THE DATA
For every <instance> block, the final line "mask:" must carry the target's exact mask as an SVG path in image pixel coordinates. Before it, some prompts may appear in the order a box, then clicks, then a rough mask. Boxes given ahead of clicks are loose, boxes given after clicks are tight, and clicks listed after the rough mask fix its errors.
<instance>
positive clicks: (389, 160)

---

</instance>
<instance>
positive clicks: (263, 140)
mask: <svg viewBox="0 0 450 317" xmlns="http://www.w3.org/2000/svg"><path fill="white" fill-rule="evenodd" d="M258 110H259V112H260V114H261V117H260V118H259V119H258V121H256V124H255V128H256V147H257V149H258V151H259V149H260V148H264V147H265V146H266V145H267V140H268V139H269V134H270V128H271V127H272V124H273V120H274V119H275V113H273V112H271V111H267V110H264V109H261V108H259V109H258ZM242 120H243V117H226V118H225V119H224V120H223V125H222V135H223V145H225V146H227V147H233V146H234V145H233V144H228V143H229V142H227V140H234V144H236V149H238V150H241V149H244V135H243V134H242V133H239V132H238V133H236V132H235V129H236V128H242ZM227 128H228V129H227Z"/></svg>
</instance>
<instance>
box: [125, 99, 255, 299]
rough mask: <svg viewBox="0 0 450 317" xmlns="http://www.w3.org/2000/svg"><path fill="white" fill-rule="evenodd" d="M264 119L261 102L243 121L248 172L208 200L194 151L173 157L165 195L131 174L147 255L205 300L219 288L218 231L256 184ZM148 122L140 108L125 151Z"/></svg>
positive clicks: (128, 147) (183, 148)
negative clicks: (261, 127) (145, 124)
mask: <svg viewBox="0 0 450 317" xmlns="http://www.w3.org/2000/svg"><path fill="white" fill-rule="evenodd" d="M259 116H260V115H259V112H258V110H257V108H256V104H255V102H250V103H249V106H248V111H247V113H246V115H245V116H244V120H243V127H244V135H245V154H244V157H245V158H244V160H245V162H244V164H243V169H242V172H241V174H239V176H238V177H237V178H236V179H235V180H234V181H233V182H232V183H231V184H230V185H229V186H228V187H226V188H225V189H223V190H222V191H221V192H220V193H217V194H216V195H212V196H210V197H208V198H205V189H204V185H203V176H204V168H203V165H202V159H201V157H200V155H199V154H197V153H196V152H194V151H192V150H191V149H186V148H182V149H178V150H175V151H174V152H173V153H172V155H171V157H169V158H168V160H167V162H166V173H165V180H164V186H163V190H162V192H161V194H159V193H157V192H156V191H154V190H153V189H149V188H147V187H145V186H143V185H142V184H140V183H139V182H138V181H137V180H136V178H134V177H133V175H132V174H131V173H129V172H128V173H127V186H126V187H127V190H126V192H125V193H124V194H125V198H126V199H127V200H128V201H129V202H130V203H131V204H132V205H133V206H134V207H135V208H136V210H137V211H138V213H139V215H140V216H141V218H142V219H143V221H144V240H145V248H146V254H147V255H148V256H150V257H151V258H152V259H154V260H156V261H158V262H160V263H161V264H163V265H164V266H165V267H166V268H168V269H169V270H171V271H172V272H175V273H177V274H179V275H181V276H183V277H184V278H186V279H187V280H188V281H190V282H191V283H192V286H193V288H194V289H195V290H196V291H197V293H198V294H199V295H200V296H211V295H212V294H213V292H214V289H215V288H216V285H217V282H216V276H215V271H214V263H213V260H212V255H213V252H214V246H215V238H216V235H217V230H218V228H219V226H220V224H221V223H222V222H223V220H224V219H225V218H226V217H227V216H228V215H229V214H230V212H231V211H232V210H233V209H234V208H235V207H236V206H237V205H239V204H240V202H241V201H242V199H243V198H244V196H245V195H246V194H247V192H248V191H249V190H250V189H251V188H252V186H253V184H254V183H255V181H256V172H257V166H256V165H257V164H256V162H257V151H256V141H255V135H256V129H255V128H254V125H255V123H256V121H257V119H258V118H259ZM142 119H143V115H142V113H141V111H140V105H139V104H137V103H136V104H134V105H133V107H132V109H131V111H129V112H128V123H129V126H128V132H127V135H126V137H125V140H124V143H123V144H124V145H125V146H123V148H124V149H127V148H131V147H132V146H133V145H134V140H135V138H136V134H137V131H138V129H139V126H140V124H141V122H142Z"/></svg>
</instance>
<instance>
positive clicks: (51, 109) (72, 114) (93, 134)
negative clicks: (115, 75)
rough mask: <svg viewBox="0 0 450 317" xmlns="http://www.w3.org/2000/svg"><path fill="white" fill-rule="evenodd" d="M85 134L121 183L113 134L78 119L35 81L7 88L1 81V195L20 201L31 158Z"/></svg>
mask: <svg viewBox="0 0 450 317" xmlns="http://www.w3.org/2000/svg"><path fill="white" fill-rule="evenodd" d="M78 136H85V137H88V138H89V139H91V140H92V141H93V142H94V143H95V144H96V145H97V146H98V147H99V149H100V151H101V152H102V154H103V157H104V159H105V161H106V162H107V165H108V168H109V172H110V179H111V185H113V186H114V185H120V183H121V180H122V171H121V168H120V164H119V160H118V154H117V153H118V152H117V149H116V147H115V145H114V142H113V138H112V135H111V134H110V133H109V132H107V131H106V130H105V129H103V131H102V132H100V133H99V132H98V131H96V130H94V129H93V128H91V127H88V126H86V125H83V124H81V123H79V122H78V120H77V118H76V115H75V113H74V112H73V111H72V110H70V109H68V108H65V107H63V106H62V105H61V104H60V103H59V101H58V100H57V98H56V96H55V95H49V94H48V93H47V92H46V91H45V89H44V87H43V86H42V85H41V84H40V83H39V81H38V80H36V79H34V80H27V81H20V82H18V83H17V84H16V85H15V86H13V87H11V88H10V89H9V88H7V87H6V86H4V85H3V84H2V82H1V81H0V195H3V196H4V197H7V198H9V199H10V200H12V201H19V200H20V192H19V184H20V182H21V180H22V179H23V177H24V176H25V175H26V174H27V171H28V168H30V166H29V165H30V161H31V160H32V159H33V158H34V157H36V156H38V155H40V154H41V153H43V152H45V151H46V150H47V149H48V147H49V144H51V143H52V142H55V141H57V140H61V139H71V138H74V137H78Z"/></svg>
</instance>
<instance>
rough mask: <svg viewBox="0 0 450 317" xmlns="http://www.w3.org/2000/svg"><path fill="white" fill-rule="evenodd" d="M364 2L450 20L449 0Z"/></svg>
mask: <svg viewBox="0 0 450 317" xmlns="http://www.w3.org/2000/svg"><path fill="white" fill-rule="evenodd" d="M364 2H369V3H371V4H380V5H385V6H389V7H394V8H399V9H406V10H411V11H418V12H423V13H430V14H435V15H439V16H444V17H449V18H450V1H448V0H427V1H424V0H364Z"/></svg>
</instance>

EXERCISE DETAILS
Rewrite the lines above as a Markdown table with the columns Row and Line, from the line containing "For every <instance>" through the line containing "positive clicks: (389, 160)". Give each line a row number, and leave out blank lines.

RESPONSE BOX
| Row | Line |
|---|---|
| 1 | For every <instance> block, the final line "mask:" must carry the target's exact mask as an SVG path in image pixel coordinates. Before it, some prompts may appear in the order a box, then clicks, then a rough mask. Boxes given ahead of clicks are loose, boxes given after clicks are tight, and clicks listed after the rough mask fix its errors. |
| 2 | <instance> |
| 3 | positive clicks: (389, 160) |